ENTRIES SUPPLIED
^^^^^^^^^^^^^^^^

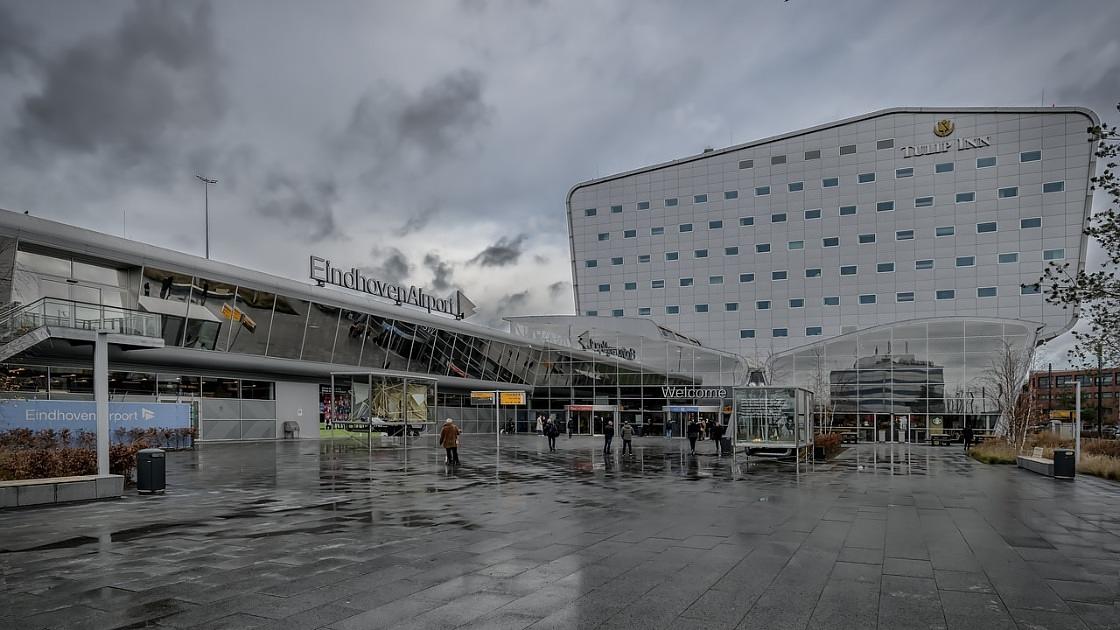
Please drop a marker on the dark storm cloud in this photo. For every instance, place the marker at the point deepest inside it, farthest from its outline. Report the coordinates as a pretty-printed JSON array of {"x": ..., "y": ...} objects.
[
  {"x": 304, "y": 202},
  {"x": 505, "y": 251},
  {"x": 441, "y": 271}
]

^^^^^^^^^^^^^^^^

AIM OF THE EXERCISE
Each record must be returned exactly as it stands, and the images omitted.

WRITTEN SOLUTION
Please drop a marker on the dark storm cloud in this photo. For every instance, place the marker at the point deepest inside it, farthest from its outline. Report the coordinates as a pretty-printed JSON array of {"x": ..., "y": ...} objects.
[
  {"x": 304, "y": 202},
  {"x": 505, "y": 251},
  {"x": 441, "y": 271}
]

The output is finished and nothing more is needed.